BEGIN

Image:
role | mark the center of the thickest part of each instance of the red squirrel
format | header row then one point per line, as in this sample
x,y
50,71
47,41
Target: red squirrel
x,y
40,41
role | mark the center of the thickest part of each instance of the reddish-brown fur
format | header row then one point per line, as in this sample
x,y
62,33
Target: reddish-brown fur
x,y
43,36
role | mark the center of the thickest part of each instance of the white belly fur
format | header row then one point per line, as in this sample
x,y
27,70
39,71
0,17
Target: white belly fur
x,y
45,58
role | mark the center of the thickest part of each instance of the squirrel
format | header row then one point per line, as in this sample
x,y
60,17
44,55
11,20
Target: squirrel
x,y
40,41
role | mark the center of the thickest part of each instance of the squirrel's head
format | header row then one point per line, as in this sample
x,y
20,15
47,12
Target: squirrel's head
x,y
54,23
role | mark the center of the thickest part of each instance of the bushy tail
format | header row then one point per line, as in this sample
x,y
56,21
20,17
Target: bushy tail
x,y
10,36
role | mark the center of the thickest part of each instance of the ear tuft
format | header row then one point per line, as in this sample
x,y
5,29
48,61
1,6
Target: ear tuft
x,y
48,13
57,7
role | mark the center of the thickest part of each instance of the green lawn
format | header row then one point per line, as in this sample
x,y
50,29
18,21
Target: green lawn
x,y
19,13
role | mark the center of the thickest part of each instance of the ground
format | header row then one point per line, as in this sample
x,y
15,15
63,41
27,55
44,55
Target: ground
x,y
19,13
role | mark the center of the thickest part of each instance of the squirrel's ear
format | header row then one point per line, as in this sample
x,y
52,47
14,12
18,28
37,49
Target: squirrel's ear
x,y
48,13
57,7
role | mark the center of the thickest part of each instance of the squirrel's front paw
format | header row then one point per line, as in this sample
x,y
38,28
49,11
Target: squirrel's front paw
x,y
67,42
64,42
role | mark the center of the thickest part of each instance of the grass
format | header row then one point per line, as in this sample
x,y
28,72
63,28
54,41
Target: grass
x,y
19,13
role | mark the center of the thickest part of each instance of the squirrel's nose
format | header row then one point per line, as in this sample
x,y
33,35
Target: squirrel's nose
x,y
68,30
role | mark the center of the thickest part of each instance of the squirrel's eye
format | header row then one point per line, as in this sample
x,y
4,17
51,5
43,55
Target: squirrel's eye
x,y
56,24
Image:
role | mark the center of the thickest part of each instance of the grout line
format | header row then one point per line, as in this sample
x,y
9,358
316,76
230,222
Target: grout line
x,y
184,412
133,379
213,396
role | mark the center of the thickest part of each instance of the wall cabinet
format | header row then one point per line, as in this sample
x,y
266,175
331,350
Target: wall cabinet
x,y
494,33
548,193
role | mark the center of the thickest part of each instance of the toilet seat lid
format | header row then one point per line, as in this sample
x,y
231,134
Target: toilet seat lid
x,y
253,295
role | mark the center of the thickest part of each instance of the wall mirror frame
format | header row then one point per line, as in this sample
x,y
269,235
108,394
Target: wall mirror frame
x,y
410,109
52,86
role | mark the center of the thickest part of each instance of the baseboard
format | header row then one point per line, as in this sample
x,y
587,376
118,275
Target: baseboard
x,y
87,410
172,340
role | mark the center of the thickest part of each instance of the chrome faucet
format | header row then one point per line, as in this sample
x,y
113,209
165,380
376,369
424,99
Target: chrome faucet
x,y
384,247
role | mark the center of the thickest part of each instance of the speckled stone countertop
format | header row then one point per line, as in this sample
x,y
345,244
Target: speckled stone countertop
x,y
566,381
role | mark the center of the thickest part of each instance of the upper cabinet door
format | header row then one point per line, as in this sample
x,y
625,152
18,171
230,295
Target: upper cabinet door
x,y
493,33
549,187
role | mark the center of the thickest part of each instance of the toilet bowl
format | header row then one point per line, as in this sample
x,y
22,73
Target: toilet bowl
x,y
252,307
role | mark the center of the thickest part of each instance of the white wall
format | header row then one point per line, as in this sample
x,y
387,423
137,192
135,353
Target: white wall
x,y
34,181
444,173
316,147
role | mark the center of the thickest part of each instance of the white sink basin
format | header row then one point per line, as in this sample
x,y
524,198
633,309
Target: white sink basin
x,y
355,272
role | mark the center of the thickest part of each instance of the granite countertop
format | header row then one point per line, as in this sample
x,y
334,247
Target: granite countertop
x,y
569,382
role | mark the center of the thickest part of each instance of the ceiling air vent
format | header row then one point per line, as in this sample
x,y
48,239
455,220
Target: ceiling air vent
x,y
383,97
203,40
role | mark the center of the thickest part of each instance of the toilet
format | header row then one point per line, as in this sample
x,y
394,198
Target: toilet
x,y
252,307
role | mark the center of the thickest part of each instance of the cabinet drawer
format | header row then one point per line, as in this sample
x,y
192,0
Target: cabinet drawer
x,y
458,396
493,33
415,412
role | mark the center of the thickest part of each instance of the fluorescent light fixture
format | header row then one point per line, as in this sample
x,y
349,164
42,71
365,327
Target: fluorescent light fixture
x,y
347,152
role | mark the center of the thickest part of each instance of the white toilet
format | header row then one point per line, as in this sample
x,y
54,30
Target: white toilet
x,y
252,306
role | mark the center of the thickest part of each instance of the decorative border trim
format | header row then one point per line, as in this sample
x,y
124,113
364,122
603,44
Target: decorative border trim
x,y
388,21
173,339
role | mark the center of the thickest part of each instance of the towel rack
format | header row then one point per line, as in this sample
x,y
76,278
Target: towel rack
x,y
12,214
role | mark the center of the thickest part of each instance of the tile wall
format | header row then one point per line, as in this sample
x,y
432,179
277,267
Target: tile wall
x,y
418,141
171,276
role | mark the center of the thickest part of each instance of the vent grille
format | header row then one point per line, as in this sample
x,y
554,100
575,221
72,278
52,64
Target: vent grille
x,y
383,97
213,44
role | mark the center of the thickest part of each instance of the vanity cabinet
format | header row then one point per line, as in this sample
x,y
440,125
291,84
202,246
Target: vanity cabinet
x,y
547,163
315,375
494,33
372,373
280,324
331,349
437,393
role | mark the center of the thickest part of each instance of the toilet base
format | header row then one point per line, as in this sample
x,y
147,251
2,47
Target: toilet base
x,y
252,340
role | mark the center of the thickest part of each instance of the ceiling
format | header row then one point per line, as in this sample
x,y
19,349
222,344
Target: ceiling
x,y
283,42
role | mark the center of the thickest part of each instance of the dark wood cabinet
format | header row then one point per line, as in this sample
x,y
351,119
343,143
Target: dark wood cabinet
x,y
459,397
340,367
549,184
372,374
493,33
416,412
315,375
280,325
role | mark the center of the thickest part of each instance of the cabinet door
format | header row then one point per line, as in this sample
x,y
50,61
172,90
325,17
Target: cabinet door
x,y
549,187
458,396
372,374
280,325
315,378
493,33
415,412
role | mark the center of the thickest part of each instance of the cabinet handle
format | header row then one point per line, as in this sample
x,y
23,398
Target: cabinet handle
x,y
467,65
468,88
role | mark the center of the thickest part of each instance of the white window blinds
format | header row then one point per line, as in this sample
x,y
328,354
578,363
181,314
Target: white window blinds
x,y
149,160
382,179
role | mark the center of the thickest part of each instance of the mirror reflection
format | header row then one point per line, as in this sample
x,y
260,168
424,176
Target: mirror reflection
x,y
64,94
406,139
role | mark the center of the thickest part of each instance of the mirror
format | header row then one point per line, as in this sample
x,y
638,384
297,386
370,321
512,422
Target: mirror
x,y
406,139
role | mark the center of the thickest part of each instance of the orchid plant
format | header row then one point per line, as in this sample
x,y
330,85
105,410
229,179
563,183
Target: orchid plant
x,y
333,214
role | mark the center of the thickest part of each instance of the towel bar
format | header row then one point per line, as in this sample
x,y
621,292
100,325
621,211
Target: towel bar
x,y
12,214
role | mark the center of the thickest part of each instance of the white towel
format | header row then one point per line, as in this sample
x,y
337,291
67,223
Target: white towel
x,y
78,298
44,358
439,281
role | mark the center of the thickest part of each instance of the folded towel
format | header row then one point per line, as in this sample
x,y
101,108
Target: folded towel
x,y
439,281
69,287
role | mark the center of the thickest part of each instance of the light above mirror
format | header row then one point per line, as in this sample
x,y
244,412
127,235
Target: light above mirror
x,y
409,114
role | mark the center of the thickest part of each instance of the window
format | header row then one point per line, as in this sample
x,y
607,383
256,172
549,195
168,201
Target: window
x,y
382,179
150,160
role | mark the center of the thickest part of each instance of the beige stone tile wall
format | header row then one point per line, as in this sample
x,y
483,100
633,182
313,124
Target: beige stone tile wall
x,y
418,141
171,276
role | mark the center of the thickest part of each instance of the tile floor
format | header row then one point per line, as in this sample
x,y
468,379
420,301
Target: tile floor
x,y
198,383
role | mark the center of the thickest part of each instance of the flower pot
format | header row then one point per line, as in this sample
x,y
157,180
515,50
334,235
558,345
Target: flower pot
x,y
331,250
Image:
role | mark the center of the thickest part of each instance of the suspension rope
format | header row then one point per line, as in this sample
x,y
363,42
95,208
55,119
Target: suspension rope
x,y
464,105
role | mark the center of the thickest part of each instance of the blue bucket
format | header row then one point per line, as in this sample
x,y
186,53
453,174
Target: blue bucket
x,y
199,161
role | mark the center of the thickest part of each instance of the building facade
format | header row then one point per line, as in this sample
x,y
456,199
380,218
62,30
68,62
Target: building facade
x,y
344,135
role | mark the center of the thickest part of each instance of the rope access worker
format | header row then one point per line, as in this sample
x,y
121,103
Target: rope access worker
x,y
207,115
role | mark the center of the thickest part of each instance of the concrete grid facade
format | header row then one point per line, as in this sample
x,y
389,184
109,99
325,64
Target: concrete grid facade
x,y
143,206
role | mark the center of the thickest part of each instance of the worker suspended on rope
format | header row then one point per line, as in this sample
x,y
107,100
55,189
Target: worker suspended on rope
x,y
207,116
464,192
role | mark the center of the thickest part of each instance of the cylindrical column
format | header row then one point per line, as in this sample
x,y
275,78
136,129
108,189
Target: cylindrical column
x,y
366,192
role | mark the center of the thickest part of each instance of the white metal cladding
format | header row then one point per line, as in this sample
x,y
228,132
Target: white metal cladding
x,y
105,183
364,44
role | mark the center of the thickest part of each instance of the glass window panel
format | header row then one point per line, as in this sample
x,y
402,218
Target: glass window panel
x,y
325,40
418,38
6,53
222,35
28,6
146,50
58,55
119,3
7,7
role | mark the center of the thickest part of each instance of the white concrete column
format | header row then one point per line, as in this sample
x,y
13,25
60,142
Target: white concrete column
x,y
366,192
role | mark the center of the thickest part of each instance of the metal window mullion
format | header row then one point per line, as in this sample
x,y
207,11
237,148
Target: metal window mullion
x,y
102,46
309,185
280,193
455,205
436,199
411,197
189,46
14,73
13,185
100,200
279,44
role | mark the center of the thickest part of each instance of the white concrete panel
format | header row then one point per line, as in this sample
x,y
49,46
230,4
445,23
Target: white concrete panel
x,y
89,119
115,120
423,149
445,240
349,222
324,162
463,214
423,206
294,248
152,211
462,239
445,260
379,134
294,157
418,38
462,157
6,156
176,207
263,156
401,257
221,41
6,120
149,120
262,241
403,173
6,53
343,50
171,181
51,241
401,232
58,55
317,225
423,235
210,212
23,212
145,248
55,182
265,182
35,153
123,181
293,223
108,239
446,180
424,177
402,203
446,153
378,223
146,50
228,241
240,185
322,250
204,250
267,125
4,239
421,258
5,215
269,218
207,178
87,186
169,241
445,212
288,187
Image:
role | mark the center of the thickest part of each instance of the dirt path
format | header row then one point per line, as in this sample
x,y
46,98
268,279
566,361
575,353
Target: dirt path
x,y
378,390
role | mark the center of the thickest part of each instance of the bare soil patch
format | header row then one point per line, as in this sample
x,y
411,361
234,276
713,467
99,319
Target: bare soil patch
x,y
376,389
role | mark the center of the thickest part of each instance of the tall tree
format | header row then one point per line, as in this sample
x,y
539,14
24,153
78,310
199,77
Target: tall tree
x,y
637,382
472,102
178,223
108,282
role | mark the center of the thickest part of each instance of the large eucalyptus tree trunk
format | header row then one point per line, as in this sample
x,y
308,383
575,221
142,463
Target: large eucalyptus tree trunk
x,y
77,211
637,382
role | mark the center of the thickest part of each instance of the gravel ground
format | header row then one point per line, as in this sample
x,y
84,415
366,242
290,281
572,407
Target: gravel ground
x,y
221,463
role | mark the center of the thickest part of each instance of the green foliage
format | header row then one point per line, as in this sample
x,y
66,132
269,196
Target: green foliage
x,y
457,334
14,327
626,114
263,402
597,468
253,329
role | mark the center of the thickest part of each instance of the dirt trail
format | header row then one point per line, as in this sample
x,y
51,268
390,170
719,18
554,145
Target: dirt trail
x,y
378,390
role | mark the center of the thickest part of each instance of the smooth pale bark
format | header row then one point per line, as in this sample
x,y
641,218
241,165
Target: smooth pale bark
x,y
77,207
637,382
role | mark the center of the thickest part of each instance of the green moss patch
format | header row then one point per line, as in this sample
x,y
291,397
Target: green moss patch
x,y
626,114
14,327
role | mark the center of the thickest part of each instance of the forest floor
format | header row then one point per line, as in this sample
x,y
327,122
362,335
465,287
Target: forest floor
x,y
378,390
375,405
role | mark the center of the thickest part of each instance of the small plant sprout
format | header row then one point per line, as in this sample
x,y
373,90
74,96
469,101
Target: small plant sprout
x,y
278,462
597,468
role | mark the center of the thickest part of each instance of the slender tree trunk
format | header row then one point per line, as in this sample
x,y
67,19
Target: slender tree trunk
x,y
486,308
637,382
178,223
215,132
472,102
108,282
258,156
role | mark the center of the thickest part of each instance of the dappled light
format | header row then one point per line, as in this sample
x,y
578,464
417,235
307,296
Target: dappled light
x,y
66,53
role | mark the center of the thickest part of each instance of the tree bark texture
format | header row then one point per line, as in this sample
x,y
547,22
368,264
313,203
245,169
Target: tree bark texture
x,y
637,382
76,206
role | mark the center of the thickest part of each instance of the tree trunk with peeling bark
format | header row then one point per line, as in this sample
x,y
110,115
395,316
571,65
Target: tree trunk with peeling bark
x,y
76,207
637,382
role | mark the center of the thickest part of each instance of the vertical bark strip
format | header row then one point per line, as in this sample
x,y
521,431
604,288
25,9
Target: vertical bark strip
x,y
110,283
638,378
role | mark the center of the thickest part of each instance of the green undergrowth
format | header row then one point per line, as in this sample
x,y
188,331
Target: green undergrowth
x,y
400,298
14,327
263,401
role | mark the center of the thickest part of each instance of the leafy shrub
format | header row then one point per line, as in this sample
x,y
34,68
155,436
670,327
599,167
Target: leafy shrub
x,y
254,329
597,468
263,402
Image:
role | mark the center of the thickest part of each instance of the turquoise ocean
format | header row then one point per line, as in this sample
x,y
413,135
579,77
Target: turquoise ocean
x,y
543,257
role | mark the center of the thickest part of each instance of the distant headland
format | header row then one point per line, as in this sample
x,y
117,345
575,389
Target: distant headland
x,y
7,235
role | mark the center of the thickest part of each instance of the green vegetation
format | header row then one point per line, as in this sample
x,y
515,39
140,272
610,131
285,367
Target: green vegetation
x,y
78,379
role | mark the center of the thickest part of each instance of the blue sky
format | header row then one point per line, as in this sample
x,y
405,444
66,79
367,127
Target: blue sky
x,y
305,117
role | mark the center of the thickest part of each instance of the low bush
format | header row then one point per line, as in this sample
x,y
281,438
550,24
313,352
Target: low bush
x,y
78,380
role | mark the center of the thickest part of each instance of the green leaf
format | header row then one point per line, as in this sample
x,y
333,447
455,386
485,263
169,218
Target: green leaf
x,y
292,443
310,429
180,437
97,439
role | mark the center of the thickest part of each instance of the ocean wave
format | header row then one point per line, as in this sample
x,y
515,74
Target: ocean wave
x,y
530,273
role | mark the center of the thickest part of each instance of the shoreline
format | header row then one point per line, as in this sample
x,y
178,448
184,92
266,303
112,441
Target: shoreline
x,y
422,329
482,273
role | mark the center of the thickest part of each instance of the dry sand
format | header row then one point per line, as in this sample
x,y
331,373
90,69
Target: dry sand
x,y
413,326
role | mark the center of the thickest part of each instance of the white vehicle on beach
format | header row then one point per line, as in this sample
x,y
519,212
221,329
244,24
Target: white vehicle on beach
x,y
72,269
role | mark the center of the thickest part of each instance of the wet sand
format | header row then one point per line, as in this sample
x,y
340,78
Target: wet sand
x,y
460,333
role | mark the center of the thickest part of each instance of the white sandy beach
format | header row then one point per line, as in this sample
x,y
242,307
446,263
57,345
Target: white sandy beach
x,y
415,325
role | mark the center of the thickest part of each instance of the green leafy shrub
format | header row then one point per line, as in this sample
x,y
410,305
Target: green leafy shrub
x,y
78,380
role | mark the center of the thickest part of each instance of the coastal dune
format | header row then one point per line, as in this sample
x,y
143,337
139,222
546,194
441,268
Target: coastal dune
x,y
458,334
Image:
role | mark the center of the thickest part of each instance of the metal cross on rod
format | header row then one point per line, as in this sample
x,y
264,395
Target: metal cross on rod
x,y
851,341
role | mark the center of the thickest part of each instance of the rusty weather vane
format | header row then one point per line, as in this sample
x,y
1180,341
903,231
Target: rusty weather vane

END

=== What to do ===
Whenever the word "weather" turns up in a line of the listing above, copy the line.

=== Output ===
role | mark the center of the thickest part of each instance of the rusty weather vane
Target: rusty weather vane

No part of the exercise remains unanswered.